┌─ TEXT SHOWN

Elliot. Thanks. So, some of this comes down to, and I think you were alluding to it in the beginning, big fish, small pond, small fish, big pond. And so, what do you treat your general happiness to? Is there a preference to you as far as either, and then do you think there's a correlation to small pond environment allowing people to have you?

Elliot asks, "What's better, to be a big fish in a small pond or a small fish in a big pond?" And it is completely dependent upon what you enjoy. Big fish, small pond is my job now. My company has 800 employees. I make a decision and we do it. I actually remember when I first took the job, I said to my CFO, there was a company we wanted to buy. And I was like, "Okay."

I was wondering, who do we have to talk to now? And she was like, "Nobody, you're the CEO, you just buy it." I was like, "Whoa, I guess this is what I signed up for." At the same time in the job I had previously, the only way to get anything done was to build coalitions and get everybody on the same page and manage stakeholders. Some people are really good at one of those, some people are good at the other. Some enjoy one, some enjoy the other.

For me, that's essentially what determines a bigger company versus a smaller company.

└─

** TASK INSTRUCTIONS **
- 1) According to the passage on big fish and small ponds, how many employees does the speaker's company have?
- 2) Continue the passage on big fish and small ponds, starting after its final sentence.

┌─ DATA ROWS

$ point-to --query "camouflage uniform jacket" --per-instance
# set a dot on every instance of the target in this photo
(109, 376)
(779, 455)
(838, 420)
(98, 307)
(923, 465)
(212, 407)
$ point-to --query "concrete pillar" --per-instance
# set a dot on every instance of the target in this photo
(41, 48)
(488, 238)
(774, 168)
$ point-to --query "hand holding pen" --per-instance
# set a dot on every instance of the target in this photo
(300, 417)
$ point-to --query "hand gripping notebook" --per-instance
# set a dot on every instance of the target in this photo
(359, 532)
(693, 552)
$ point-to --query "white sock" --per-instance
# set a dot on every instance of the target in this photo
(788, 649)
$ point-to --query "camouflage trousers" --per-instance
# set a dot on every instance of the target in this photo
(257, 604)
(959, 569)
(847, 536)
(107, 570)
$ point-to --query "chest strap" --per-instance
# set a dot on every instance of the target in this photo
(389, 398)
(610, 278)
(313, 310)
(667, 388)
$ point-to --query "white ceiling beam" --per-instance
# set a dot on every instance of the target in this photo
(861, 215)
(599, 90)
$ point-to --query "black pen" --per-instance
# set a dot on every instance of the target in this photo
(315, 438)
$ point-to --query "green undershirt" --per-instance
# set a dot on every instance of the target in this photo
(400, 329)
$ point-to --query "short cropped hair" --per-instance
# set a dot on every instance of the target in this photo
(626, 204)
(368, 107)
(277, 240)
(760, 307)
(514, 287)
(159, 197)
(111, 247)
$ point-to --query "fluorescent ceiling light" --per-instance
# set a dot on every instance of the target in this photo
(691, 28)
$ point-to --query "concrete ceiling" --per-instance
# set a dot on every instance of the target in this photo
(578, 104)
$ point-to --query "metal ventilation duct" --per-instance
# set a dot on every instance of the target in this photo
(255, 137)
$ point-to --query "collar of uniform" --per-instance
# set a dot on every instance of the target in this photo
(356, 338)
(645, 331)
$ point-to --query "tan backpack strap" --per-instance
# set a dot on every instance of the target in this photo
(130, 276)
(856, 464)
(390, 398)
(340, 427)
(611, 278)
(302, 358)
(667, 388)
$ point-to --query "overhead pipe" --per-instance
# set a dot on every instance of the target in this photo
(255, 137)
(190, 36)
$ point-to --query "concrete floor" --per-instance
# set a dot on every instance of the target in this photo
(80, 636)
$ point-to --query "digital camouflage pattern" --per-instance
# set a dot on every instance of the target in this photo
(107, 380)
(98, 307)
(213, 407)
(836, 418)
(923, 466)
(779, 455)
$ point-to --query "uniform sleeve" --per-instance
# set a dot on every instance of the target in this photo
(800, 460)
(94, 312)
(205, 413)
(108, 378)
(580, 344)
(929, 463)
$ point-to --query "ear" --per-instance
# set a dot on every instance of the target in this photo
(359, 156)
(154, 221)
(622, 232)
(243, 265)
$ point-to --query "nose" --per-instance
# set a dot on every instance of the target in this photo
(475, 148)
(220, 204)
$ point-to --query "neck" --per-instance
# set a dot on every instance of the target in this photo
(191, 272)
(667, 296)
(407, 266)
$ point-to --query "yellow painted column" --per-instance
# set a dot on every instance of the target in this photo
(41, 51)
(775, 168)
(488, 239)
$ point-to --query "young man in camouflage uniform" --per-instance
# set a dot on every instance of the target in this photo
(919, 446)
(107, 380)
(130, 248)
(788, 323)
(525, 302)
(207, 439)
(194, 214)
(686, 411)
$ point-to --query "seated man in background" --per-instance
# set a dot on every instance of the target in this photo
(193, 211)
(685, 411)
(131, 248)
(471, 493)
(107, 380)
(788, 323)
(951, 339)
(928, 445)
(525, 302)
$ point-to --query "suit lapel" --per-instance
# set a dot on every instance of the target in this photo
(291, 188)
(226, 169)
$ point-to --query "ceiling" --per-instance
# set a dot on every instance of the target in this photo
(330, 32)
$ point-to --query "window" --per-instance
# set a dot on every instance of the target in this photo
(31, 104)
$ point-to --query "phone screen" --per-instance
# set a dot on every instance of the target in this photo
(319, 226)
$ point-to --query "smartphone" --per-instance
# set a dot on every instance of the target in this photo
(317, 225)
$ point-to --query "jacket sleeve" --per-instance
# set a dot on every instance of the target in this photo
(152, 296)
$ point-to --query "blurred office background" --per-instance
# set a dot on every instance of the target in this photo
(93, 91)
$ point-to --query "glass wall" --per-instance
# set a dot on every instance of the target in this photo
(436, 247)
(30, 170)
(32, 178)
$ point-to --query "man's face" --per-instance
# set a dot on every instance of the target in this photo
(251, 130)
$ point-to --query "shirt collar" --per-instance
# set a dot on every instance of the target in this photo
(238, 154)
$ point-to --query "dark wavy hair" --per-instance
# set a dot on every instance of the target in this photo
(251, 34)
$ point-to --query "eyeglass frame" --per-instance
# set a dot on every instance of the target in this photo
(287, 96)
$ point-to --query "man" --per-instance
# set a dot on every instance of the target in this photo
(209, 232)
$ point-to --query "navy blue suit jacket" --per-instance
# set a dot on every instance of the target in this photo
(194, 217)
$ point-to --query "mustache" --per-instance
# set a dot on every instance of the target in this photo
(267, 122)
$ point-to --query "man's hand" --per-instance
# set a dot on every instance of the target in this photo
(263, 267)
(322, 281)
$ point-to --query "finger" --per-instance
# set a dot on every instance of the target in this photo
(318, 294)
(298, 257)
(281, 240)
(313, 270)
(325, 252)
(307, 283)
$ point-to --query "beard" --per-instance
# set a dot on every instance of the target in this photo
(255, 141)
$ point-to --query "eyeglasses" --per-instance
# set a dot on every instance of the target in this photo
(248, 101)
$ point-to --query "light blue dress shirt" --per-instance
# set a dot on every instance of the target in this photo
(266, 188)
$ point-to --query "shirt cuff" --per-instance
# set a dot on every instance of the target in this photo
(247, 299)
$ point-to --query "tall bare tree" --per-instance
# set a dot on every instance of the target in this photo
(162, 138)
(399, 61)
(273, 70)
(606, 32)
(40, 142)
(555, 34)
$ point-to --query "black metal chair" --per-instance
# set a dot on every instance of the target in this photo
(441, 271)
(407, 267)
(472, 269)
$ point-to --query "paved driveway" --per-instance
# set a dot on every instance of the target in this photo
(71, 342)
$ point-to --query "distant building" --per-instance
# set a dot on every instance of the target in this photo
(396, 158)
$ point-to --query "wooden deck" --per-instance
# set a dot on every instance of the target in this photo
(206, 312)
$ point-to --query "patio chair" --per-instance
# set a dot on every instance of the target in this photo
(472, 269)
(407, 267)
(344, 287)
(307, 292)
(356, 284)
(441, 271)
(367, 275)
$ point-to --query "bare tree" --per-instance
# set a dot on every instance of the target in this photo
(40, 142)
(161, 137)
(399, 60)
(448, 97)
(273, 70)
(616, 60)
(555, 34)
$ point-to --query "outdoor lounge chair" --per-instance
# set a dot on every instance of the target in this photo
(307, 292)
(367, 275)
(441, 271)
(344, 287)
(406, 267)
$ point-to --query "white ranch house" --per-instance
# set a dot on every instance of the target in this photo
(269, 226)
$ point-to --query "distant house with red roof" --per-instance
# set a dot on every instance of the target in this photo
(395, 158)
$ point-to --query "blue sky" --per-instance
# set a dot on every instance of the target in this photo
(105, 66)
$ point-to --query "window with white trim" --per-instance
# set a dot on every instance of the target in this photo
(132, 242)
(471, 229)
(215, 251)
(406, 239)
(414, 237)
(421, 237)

└─

** RESPONSE LIST **
- 1) 800 employees.

- 2)
I'd also comment that it's a false choice because there are people – I mean, this is a big company, right? But there's a small group working on the Google Space Elevator or whatever you guys are up to that I'm sure it doesn't feel like a big company over there, right? It's probably like 10 engineers and a product guy and a marketer just trying to launch it into space. So it's not only a company. It's sort of its team and its –

remit and it's how much that thing is the same as everything else going on at the company or how much it's unique. The more it's the same, the more your skill set has to be bureaucratic in nature and the more it's different, the more your skill set has to be getting things done in nature. Thank you, Elliot.

Can you talk more about living below your means and how this plays into the decisions you're talking about? You mentioned renting in Quag and now you own in Montauk. Can you explain a little bit more, if you live frugally, how that impacts the stock? The question was, can you talk about-- it's a good question-- living below your means and how that can create optionality. I think that creates optionality. It gives you flexibility in your career.

I have never successfully done it. And there are people who go on CNBC and they'll tell you like, the way to become a millionaire is you just stop having a latte every day at Starbucks and then over time the interest compounds and you'll be a millionaire. I've met millionaires. No one has ever said to me, I just stopped drinking lattes. And now I'm loaded. It's...

It's good to be a saver. It's good to live below your means. People who do that are better people than I am. What I have found instead is that whatever you make, you spend. And therefore, to the earlier point, I figure out what we really need at this moment in time in our family to be happy and then how much we need to sort of save for retirement and the kids' school and all that stuff. You add it up, and that's the amount of money I need to make.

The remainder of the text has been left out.